§ Direction a
Please copy the records below, requests included, from the line that has "Place a point on the night" through the line that has "[[315, 179]]", adding 120 to every coordinate in the answers and leaving the sample coordinates in the requests unchanged.

Bill Skarsgård wasn’t always Count Orlok: “I wrote him a very shamefully earnest letter”

Most audiences who ventured to a darkened cinema to watch Robert Eggers’ uber-gothic rendition of the 1922 vampire film Nosferatu were probably unaware of the film’s long, winding road to the screen. In fact, they may be surprised to hear the exacting filmmaker first attempted to make the film a decade ago, not long after the release of his first film, The Witch.

At that point, he even cast a few actors in the movie, including Bill Skarsgård, who eventually wound up playing a uniquely grotesque Count Orlok. However, back then, Skarsgård wasn’t set to play Orlok. Instead, he was cast as one of the other main characters—and he wound up having to write Eggers a pleading letter to even consider him for inclusion in the film at all.

Eggers’ relationship with the bald, spindly-fingered German expressionist horror classic goes back to the tender age of nine when he watched the original silent film on VHS. The young fan of all things macabre was so taken with the film that he put together a stage production of it while still in high school, which he has admitted is pretty embarrassing to look back upon. He told Screen Daily: “I played Orlok, but we can let that go. It was very expressionist…It was a silent film on stage, and we were pantomiming everything.”

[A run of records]
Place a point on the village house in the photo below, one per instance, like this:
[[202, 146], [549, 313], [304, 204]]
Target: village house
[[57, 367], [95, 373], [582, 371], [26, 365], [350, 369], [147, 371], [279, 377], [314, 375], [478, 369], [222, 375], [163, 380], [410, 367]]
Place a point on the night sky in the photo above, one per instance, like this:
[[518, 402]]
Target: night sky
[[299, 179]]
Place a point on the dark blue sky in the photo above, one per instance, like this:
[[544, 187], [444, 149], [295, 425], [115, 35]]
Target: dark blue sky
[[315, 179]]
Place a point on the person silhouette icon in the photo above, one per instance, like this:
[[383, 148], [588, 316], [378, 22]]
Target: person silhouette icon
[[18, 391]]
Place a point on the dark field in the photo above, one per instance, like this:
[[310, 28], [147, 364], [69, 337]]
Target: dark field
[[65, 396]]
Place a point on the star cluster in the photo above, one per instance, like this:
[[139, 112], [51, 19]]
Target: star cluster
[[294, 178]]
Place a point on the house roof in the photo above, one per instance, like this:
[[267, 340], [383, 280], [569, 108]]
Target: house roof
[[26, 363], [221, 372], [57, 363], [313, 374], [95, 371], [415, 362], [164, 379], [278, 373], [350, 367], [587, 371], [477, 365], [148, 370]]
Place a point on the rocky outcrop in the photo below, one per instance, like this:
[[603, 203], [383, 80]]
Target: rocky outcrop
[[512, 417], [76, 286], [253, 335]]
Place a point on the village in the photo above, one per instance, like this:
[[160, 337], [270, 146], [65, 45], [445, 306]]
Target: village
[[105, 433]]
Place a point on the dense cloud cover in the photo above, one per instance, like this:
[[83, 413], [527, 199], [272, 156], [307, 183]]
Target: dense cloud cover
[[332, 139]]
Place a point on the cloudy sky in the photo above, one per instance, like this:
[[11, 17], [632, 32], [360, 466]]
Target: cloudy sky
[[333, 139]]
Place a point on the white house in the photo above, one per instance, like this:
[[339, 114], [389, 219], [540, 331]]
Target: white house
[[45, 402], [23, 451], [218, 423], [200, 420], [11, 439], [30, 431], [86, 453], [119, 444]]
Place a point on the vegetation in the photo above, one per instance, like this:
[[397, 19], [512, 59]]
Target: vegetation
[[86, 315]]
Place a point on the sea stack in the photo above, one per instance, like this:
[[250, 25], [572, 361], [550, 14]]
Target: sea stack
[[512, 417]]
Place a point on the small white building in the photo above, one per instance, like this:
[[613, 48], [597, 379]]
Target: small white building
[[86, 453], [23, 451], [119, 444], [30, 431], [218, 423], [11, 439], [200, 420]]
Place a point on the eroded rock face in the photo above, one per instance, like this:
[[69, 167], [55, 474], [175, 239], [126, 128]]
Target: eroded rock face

§ Direction b
According to the article about Nosferatu, at what age did Eggers first watch the original silent film?

§ Complete response a
Place a point on the night sky in the photo above, one per instance, like this:
[[518, 402]]
Target: night sky
[[419, 299]]
Place a point on the dark blue sky in the photo above, one per instance, like this:
[[544, 187], [444, 149], [295, 425], [115, 35]]
Target: dark blue sky
[[435, 299]]

§ Complete response b
At age nine, on VHS.